**STATED TASK**
Copy out the lines beginning with the line containing "Where can the paddle shaft be found here?" and continuing through the line containing "[[197, 150]]", replacing each "canoe" with "boat" and leaving everything else unchanged.

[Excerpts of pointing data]
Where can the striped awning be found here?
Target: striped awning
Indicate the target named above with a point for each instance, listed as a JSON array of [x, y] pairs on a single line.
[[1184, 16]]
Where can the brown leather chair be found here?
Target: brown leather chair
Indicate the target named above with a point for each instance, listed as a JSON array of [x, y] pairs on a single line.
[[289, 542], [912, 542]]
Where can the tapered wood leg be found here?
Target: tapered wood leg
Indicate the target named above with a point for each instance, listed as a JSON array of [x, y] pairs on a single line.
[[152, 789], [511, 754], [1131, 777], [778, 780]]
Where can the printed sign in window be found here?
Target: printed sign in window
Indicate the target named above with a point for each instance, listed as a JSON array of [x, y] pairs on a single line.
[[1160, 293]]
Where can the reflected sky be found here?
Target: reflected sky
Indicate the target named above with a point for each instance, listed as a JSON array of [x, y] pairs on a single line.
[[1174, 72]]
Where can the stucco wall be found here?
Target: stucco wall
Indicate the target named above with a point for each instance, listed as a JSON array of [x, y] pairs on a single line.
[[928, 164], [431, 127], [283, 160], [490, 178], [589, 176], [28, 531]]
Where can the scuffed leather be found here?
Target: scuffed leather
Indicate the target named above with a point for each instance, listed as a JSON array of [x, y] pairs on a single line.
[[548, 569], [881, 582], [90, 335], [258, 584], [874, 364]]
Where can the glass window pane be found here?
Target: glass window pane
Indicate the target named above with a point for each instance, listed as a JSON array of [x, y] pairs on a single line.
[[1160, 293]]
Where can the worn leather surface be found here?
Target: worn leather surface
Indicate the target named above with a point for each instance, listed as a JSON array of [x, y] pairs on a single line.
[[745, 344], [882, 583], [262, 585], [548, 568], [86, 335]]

==

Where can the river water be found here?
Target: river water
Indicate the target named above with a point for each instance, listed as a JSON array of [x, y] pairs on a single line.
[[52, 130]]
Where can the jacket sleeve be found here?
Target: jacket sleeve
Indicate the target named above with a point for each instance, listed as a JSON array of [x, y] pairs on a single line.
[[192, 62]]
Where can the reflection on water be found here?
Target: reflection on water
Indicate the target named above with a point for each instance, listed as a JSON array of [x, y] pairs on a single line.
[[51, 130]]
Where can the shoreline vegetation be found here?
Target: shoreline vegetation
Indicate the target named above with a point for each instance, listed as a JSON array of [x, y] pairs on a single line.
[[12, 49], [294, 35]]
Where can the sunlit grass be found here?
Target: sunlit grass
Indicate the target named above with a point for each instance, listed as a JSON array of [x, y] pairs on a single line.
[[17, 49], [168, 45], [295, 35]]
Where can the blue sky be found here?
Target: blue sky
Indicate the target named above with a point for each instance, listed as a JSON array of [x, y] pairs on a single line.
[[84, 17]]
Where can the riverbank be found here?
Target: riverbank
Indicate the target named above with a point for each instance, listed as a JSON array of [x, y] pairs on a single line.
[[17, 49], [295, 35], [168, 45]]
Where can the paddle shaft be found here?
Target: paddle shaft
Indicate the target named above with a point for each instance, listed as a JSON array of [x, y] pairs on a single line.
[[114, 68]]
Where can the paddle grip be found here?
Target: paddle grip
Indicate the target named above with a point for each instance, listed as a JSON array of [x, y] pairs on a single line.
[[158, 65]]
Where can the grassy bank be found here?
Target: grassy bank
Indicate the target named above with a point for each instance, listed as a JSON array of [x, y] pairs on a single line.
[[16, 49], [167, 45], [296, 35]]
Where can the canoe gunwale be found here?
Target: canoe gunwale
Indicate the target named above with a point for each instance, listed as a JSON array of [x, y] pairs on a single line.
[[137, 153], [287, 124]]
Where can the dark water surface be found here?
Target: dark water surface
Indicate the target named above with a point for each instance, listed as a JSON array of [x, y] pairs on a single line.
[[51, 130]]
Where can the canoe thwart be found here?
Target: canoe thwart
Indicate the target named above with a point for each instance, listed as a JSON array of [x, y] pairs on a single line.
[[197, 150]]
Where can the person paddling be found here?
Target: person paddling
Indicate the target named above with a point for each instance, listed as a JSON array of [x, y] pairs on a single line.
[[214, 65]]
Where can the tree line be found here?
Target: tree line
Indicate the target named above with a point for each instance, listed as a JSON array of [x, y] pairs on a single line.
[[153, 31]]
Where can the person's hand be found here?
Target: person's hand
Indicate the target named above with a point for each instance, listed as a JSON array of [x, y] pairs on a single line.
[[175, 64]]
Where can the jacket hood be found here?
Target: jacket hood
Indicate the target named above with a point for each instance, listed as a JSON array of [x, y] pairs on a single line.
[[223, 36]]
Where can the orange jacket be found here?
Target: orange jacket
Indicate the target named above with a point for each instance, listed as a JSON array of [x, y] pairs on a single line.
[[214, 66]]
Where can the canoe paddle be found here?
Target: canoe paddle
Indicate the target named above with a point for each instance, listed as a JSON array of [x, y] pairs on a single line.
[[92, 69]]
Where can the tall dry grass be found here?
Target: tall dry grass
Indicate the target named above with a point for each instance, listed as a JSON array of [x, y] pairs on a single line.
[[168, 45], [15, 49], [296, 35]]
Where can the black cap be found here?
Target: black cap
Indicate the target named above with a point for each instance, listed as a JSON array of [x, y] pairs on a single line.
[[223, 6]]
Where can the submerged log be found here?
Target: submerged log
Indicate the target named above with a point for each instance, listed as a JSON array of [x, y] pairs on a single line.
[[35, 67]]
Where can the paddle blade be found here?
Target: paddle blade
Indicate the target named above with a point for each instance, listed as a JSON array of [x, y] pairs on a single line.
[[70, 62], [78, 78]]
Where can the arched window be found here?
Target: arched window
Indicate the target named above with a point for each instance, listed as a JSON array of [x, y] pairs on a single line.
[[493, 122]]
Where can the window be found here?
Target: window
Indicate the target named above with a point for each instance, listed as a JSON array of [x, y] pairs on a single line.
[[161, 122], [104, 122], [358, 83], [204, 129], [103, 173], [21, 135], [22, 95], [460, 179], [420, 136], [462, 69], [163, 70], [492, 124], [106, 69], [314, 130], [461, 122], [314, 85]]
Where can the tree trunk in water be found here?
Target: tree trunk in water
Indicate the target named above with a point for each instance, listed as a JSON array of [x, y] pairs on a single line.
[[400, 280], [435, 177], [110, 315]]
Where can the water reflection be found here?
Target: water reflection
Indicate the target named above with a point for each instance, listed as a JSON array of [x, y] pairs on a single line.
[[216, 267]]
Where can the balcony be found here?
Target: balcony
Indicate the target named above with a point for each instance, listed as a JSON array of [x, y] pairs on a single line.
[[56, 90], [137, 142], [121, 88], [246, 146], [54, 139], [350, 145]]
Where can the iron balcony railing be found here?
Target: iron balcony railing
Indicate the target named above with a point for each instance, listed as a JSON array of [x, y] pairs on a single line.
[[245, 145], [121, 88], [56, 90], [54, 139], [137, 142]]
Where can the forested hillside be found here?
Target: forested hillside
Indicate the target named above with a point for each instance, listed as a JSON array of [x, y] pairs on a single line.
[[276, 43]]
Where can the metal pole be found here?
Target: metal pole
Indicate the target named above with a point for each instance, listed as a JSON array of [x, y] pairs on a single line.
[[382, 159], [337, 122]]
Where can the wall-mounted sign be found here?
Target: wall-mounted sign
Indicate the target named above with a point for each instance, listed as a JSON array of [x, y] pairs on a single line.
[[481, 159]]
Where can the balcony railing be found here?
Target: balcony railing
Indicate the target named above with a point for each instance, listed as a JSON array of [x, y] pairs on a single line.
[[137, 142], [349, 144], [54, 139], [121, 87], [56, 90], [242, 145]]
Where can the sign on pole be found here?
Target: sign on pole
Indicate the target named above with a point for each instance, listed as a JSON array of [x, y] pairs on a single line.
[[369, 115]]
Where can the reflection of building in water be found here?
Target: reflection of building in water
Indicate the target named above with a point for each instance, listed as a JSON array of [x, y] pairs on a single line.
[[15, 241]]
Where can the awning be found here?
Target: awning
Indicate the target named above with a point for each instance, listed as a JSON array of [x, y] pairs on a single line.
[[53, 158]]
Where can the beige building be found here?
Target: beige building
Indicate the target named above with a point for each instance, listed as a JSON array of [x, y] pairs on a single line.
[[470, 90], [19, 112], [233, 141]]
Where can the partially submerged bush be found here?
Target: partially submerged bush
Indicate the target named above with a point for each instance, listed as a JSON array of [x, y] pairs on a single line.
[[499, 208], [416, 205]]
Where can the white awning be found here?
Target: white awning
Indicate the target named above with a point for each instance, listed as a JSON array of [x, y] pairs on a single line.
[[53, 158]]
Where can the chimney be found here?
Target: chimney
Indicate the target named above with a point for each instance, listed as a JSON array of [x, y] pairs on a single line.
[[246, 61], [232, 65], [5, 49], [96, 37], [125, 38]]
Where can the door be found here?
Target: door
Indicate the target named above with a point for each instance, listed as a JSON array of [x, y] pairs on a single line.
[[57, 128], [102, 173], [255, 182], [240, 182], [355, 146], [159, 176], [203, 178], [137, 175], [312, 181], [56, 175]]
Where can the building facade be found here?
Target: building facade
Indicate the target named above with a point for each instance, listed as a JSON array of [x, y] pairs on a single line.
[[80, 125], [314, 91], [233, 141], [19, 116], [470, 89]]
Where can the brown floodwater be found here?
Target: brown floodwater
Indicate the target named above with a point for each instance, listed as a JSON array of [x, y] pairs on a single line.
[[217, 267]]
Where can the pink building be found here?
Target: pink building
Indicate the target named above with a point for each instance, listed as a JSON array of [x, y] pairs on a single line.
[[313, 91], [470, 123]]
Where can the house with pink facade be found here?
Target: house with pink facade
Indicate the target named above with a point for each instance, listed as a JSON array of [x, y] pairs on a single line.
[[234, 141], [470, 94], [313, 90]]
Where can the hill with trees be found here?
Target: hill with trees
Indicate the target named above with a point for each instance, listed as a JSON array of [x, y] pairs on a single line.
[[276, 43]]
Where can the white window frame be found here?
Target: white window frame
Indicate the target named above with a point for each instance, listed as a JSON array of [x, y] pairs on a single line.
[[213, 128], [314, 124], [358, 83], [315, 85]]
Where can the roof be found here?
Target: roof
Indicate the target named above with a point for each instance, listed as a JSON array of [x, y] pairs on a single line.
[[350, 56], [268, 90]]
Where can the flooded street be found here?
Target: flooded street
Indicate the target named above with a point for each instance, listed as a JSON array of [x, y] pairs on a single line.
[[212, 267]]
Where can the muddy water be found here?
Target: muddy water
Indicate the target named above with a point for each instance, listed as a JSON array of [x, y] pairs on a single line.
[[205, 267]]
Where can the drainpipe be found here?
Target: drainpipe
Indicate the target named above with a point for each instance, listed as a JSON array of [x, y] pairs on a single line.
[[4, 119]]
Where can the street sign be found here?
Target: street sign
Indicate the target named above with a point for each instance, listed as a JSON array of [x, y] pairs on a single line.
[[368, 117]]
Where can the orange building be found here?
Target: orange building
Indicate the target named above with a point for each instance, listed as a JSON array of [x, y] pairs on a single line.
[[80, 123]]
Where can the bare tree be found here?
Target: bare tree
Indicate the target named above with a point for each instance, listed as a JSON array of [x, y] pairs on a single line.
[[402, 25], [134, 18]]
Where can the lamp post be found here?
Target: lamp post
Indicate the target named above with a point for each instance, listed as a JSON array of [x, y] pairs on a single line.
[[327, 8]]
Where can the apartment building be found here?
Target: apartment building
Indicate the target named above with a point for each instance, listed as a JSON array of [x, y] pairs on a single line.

==

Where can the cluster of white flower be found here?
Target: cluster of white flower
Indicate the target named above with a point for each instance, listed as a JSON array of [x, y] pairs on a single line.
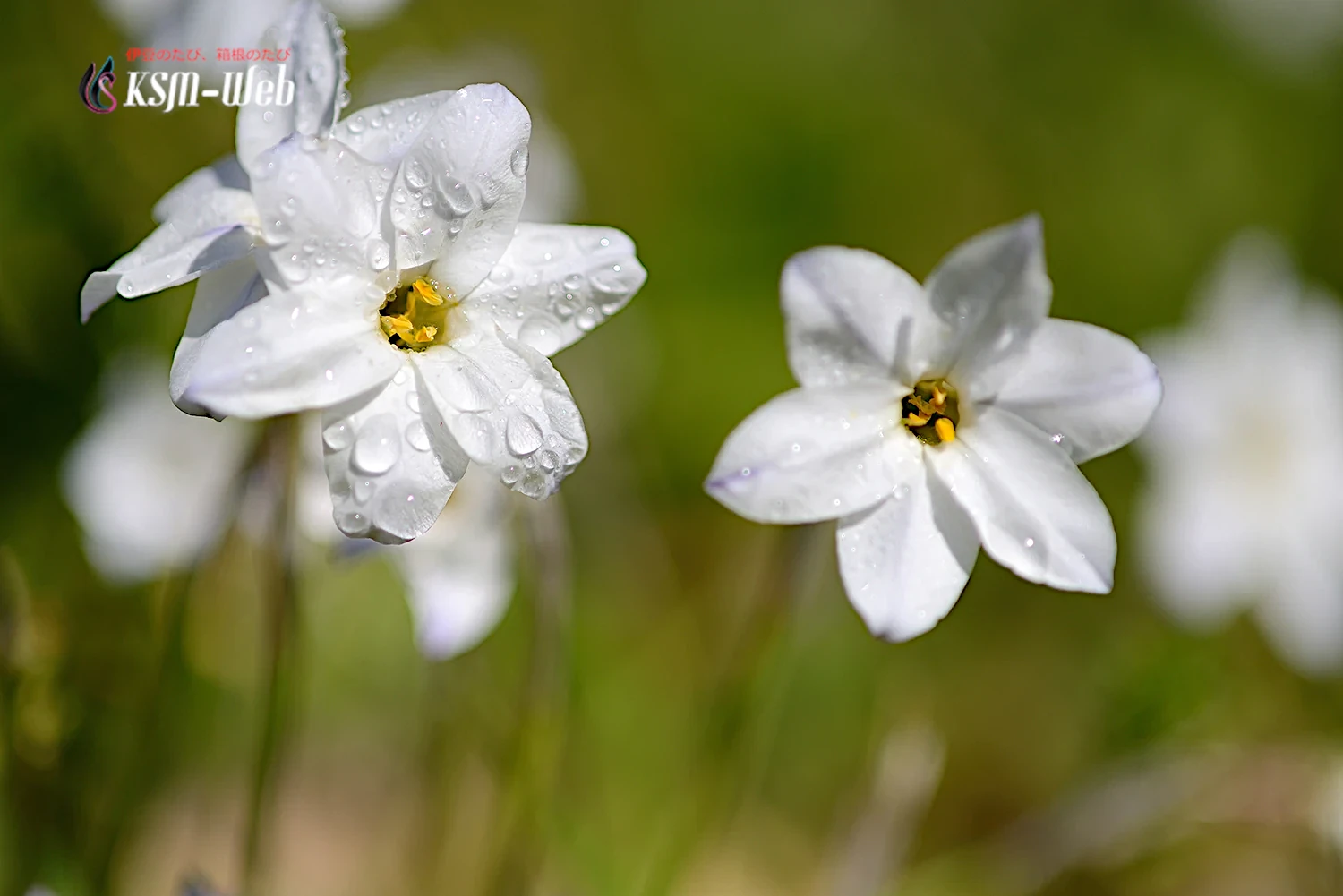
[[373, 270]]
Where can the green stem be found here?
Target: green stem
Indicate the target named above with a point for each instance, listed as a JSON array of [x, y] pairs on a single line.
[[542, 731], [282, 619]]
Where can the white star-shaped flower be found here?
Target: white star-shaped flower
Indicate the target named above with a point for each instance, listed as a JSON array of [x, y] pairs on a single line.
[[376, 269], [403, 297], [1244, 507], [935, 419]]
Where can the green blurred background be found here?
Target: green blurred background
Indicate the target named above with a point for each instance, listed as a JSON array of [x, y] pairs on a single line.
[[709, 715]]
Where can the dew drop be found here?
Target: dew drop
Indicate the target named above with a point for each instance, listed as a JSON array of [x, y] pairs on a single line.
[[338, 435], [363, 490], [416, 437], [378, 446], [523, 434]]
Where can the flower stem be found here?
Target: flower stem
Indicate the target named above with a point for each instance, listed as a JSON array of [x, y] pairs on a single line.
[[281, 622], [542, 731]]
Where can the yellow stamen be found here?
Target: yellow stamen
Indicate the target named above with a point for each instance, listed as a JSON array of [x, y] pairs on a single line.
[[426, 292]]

**RESULT OF THE EXERCISE**
Where can the paddle shaft be found here?
Target: paddle shaft
Indicate the target named above with a point for each instance, listed as a JSON array of [x, y] pairs on a single line.
[[114, 68]]
Where can the paddle grip be found here?
Target: paddle grip
Indicate the target named above with a point for each instance, listed as a JSON array of [x, y] pairs on a single line.
[[158, 65]]
Where can the grassy bank be found here?
Target: grassy bank
Indicate the target named above with a point for each instance, listed as a JSON array of [x, y] pairs on a single line.
[[16, 49], [167, 45], [296, 35]]
Where can the boat gunwale be found here?
Target: boat gunwale
Indicate the target named above with a point for each instance, listed as a JSON array of [x, y] pairs on a single line.
[[137, 153], [287, 124]]
Where can the dark water surface be found here?
Target: dark water surface
Indicate the target named above with a point for each instance, listed as a JSON array of [x, y] pairs on a single line.
[[51, 130]]
Where can the boat thwart be found here?
Target: boat thwart
Indicate the target named above with a point for each instance, listed as a JSON array of [x, y] pairs on a single line.
[[197, 150]]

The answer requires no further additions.